**Exercise description:**
In the items below, can you reproduce, character for character, the lines from the one containing "the green turf" up to and including the one containing "(1150, 389)"?

┌──

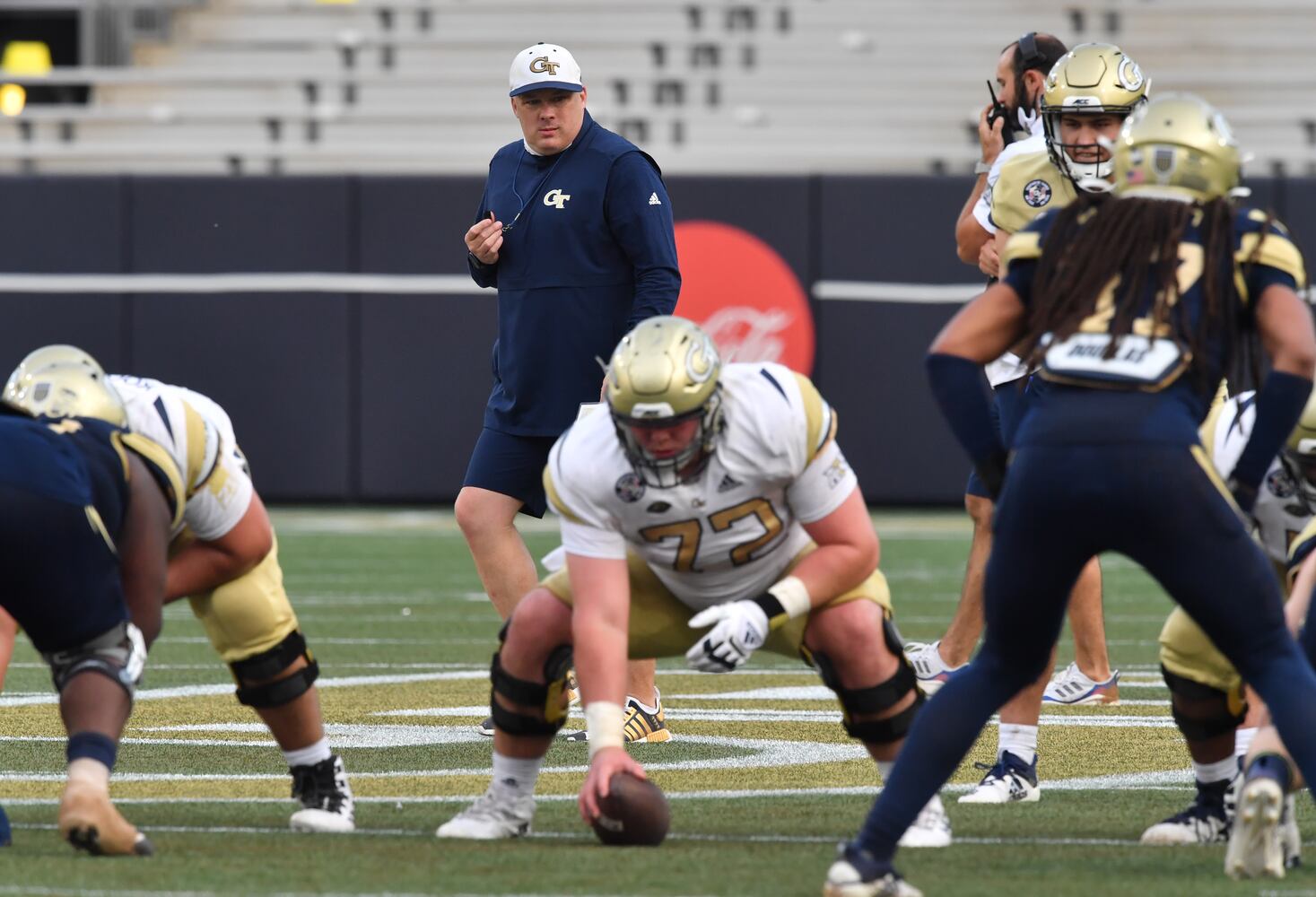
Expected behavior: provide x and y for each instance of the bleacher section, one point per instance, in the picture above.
(708, 86)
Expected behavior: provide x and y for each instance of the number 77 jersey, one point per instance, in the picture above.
(735, 529)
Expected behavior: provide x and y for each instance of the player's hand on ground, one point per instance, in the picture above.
(991, 135)
(484, 239)
(603, 767)
(738, 629)
(989, 259)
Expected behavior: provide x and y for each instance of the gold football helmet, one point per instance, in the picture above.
(662, 374)
(1090, 79)
(64, 381)
(1178, 146)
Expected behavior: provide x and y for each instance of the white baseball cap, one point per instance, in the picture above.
(544, 66)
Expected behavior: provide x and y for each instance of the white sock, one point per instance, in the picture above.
(1020, 741)
(92, 772)
(516, 775)
(309, 755)
(1242, 741)
(644, 707)
(1219, 771)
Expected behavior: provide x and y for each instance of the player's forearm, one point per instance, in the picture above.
(600, 658)
(970, 234)
(203, 567)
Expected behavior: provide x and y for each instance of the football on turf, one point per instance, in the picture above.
(634, 812)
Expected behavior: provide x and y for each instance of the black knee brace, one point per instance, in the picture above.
(1216, 717)
(520, 691)
(876, 699)
(269, 665)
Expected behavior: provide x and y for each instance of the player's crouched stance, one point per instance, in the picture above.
(84, 518)
(222, 558)
(706, 497)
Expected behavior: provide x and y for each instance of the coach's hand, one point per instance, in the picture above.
(738, 629)
(607, 763)
(484, 239)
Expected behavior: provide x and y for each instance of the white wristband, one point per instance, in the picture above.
(603, 722)
(794, 596)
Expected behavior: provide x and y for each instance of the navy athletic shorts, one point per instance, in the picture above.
(513, 466)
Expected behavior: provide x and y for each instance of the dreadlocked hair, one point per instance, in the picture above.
(1126, 246)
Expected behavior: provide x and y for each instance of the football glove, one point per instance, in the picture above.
(738, 629)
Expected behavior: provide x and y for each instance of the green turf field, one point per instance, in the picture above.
(763, 780)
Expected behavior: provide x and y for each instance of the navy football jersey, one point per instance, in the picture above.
(1150, 389)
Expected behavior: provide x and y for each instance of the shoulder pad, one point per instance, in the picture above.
(1028, 185)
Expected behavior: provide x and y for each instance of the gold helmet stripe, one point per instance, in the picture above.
(195, 426)
(98, 525)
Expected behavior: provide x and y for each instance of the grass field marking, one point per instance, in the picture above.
(1163, 780)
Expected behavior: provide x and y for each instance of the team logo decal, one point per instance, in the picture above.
(541, 65)
(1037, 194)
(1129, 74)
(1279, 484)
(629, 487)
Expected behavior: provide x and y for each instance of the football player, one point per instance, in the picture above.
(1266, 843)
(1206, 692)
(86, 512)
(1132, 309)
(222, 559)
(707, 512)
(1086, 99)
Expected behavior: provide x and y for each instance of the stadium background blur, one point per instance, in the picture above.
(265, 199)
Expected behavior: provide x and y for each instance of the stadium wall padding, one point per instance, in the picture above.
(379, 397)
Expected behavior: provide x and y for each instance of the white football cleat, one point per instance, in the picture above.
(327, 801)
(1205, 823)
(1008, 781)
(1254, 849)
(930, 828)
(929, 670)
(1071, 687)
(492, 817)
(1290, 838)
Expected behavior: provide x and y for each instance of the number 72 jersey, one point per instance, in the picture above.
(733, 530)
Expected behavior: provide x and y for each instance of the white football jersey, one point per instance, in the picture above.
(732, 532)
(1279, 512)
(199, 437)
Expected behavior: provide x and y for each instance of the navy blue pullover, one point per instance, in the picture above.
(591, 256)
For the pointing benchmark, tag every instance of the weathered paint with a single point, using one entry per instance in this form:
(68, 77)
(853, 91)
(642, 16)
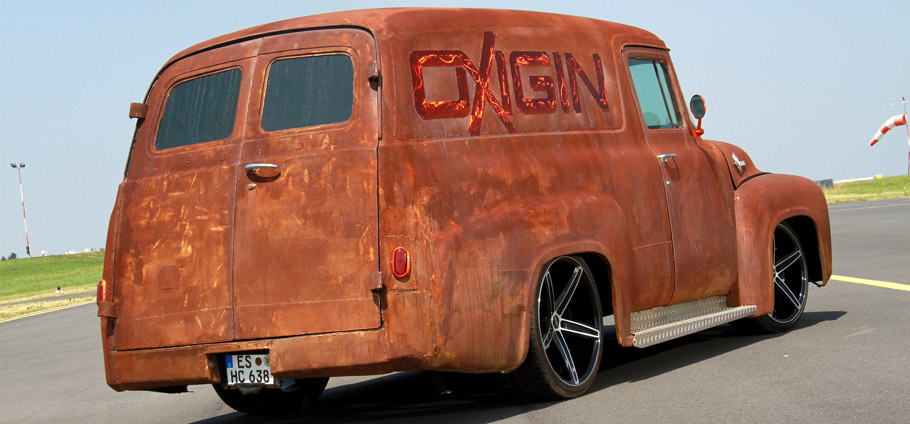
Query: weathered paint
(484, 142)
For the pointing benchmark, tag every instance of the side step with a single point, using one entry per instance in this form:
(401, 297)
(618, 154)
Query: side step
(653, 326)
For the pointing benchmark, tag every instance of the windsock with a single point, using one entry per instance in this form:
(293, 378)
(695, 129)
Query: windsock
(895, 120)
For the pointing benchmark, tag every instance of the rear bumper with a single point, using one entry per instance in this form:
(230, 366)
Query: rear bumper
(352, 353)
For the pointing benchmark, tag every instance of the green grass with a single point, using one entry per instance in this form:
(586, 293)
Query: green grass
(882, 188)
(25, 278)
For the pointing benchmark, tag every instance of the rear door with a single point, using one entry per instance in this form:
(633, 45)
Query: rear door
(172, 278)
(306, 222)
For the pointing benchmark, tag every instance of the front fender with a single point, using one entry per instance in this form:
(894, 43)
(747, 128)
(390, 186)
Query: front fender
(760, 204)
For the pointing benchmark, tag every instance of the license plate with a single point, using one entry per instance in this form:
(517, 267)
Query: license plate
(248, 369)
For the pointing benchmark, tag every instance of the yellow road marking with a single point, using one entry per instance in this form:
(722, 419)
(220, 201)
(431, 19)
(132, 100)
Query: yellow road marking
(884, 284)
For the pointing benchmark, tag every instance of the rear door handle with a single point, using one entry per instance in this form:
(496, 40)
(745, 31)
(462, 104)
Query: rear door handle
(665, 157)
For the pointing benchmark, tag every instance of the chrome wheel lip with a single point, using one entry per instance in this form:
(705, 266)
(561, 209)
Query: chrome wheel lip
(792, 292)
(567, 340)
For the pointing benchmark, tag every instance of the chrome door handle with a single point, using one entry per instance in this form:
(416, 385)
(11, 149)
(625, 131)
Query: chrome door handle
(253, 167)
(665, 157)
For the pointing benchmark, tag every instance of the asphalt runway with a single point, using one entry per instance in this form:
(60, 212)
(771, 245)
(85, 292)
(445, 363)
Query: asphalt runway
(848, 360)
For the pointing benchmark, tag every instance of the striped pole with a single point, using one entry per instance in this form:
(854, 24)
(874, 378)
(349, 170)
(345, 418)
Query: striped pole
(22, 196)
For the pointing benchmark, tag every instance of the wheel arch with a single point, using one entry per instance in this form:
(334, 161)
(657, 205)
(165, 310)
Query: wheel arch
(762, 203)
(807, 233)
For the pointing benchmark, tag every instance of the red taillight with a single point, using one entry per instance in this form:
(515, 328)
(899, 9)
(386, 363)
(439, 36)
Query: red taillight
(102, 293)
(401, 263)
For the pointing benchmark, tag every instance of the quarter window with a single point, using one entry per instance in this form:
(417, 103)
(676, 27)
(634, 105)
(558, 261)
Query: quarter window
(308, 91)
(655, 96)
(200, 110)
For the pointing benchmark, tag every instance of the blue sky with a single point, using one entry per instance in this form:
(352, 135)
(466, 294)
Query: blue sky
(801, 86)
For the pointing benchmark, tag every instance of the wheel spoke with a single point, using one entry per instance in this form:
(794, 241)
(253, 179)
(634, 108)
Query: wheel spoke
(579, 329)
(548, 337)
(566, 354)
(787, 261)
(785, 290)
(548, 284)
(566, 296)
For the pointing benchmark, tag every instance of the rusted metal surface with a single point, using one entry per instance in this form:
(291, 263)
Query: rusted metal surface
(484, 142)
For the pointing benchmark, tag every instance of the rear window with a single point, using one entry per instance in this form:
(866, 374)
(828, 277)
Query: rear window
(655, 96)
(308, 91)
(200, 110)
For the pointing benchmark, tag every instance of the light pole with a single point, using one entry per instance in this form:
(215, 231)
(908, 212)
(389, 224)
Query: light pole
(22, 196)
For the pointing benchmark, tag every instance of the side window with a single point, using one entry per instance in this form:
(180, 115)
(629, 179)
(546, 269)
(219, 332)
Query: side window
(200, 110)
(658, 106)
(308, 91)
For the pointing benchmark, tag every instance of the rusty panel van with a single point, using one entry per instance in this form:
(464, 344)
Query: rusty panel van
(434, 189)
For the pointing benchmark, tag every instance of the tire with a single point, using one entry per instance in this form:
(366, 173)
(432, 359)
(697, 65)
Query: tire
(791, 285)
(565, 346)
(299, 396)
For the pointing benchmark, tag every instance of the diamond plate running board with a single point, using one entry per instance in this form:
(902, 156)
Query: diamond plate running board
(653, 326)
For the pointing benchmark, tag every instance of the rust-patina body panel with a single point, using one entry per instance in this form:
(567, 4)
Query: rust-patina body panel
(485, 143)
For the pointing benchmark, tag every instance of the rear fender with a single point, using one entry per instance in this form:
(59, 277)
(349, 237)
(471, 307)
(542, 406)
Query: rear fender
(498, 275)
(760, 204)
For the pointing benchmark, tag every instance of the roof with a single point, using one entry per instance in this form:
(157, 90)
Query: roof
(385, 23)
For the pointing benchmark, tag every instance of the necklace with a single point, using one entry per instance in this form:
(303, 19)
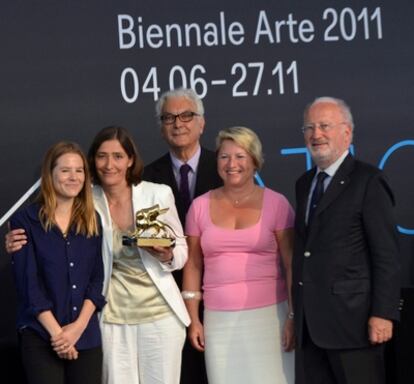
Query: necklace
(238, 201)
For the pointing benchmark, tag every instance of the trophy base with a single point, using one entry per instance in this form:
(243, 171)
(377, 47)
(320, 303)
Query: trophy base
(155, 242)
(148, 241)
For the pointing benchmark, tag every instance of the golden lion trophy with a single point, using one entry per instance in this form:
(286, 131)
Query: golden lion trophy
(150, 231)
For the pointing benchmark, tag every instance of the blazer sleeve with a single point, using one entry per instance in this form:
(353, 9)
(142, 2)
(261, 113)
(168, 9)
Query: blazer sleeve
(382, 237)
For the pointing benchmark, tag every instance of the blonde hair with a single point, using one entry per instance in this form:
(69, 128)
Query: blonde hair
(83, 216)
(246, 139)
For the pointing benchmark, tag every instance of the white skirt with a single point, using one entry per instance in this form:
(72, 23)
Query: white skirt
(244, 347)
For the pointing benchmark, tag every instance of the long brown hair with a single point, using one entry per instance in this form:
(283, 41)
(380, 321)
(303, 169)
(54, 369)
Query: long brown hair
(83, 216)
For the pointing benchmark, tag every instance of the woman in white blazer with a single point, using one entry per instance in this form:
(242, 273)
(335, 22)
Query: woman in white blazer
(143, 323)
(143, 326)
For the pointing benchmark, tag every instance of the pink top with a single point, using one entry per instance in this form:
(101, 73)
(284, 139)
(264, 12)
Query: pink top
(241, 266)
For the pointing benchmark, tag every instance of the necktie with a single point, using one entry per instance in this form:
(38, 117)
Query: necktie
(316, 195)
(184, 188)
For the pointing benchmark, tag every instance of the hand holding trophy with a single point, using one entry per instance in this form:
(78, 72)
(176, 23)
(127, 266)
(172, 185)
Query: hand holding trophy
(150, 231)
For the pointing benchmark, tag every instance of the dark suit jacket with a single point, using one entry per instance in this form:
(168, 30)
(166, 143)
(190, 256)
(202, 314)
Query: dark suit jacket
(160, 171)
(346, 265)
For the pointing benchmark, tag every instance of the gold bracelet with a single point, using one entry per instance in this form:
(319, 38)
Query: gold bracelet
(192, 295)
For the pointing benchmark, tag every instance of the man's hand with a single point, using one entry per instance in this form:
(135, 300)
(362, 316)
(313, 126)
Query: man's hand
(379, 330)
(15, 240)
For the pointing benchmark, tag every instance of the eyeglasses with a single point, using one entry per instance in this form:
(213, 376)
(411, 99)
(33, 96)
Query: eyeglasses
(185, 117)
(309, 129)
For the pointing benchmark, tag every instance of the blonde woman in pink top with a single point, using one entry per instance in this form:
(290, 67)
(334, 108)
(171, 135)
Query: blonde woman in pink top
(240, 241)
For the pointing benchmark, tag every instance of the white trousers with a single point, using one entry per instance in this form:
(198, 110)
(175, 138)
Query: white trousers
(148, 353)
(244, 347)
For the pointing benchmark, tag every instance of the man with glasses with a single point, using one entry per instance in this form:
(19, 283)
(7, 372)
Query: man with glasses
(190, 170)
(181, 116)
(346, 273)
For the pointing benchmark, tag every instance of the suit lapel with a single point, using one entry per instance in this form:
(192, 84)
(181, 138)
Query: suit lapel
(303, 189)
(337, 185)
(165, 173)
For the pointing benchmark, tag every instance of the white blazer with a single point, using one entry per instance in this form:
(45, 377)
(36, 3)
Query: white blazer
(145, 195)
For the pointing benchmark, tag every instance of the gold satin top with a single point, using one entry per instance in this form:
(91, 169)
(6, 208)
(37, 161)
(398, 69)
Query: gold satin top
(133, 298)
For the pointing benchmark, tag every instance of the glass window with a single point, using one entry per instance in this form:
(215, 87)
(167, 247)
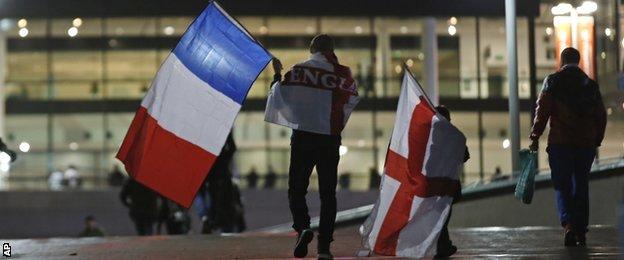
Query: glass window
(174, 26)
(345, 26)
(77, 74)
(292, 25)
(27, 75)
(84, 27)
(25, 28)
(124, 26)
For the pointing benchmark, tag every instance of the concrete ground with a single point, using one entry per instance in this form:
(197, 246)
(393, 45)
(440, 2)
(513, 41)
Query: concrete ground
(492, 242)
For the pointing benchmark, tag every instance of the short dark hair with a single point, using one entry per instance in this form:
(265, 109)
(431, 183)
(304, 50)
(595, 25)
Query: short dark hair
(322, 43)
(570, 56)
(444, 112)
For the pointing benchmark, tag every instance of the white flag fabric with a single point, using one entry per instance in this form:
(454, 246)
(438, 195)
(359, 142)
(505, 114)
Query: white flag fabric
(316, 96)
(420, 179)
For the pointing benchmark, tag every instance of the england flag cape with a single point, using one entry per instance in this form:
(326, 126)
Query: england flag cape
(420, 179)
(316, 96)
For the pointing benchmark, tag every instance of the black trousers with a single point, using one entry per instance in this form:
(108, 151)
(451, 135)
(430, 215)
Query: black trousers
(303, 158)
(444, 240)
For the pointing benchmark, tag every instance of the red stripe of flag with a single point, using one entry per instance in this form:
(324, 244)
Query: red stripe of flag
(163, 161)
(408, 171)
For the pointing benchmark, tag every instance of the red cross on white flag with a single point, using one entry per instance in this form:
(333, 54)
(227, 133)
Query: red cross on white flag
(420, 178)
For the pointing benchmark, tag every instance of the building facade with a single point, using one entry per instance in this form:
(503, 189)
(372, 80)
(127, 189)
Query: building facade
(75, 74)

└──

**Answer to this problem:**
Expected behavior: provide x and y for each instance of the green turf field, one point per instance, in the picture above.
(763, 780)
Expected behavior: provide x and y for each instance of the navy football jersey, one point per instance, in the picture above.
(1150, 389)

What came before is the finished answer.